Der Frauenausborger 


von Joesi Prokopetz



‹Du schreibst? Was schreibst du denn?›
‹Ja›, sage ich ganz ernst, um die Pointe noch zwingender zu machen, ‹ich bin augenblicklich dabei, meine Autobiografie so umzuarbeiten, sodass ich selbst darin vorkomme.›
‹Ach so …›, antwortete Waltraud, und ihr Gesicht zeigte keinen Landeplatz für den Anflug eines Lächelns.

Rainer Caofal war zeit seines Lebens kein Kind von Traurigkeit. Die Damenwelt hatte es ihm angetan – freilich nur für kurze Affären. Längere Beziehungen mied der «Frauenausborger» wie der Teufel das Weihwasser. Stattdessen «lieh» er sich bevorzugt die Partnerinnen und Ehefrauen seiner Freunde und Bekannten «aus». Nun ist er tot, der Wiener Casanova, gestorben in der Seniorenresidenz «Juventus». War es Mord, wurde er hinterrücks mit einem stumpfen Gegenstand erschlagen, oder war es schlicht ein Unfall? 


Nicht mein Humor


Zapletal (derb): ‹Na Prinzessin, wie wär’s mit uns beiden?›
Hermine (kolloquial): ‹Was mich betrifft, sicher nicht! Wie ekelhaft!›
Auch Herr Romsdorfer, der Sexualprotz, hat, solange er noch am Leben war, Hermine immer wieder belästigt, ja begrabbelt.

(Auszüge aus Pointing-Datensätzen)
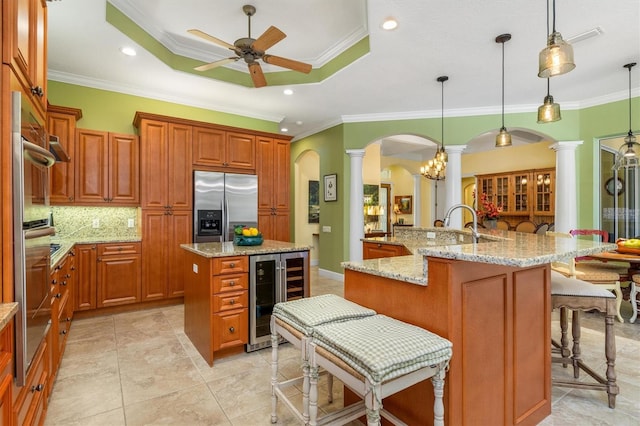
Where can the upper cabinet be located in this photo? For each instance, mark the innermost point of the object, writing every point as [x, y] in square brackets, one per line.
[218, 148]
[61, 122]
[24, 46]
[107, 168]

==

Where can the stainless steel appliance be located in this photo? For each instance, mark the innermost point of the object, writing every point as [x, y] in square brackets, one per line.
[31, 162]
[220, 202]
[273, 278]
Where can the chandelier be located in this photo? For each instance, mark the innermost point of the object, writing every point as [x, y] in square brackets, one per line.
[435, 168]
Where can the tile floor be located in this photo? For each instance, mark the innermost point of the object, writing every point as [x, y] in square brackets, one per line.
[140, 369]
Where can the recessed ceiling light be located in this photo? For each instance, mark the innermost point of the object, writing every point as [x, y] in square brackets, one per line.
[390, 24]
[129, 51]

▶ [Ziel]: Erkläre in ein bis drei Sätzen, warum die erzählende Person im Auszug zum „Frauenausborger“ ihren Satz über die Autobiografie „ganz ernst“ sagt. Das Material spielt hierfür keine Rolle.

▶ [Vollständige Ausgabe]: Die erzählende Person sagt den Satz ganz ernst, um die Pointe noch zwingender zu machen.